EXERCISE OBJECTIVE
Extract the listing in its entirety, keeping each line identical to the original.

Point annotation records
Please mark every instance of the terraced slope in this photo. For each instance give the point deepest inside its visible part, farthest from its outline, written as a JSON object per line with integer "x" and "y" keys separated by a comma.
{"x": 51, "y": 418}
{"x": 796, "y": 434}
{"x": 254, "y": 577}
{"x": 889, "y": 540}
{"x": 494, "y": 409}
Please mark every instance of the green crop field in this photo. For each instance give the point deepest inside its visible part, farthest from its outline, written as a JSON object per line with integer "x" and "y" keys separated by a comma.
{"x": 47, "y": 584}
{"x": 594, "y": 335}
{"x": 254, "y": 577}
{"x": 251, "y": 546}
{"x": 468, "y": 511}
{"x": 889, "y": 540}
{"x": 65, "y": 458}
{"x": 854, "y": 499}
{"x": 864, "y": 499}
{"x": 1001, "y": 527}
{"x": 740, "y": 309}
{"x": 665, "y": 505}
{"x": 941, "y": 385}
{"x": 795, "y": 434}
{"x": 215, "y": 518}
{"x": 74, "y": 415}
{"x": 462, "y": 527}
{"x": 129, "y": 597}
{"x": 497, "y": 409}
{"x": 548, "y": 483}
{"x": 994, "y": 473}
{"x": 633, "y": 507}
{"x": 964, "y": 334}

REPLY
Please mark every instance of the terraced slope in this photo. For each instance give the point deepest inside its visible part, farthest from its outline, written as a JSON object per line with integer "x" and "y" keys separated by a comma.
{"x": 51, "y": 418}
{"x": 796, "y": 434}
{"x": 254, "y": 577}
{"x": 889, "y": 540}
{"x": 494, "y": 409}
Please mark every instance of the green crop field in this photo. For each instance give the point deepest inside its visible part, farthest from its outline, written as a JSON object per line with integer "x" and "y" keys separated by a comma.
{"x": 47, "y": 584}
{"x": 594, "y": 335}
{"x": 254, "y": 577}
{"x": 251, "y": 546}
{"x": 468, "y": 511}
{"x": 889, "y": 540}
{"x": 65, "y": 458}
{"x": 854, "y": 499}
{"x": 864, "y": 499}
{"x": 1001, "y": 527}
{"x": 740, "y": 309}
{"x": 665, "y": 505}
{"x": 941, "y": 385}
{"x": 795, "y": 434}
{"x": 215, "y": 518}
{"x": 74, "y": 415}
{"x": 462, "y": 527}
{"x": 129, "y": 597}
{"x": 497, "y": 409}
{"x": 548, "y": 483}
{"x": 994, "y": 473}
{"x": 633, "y": 507}
{"x": 964, "y": 334}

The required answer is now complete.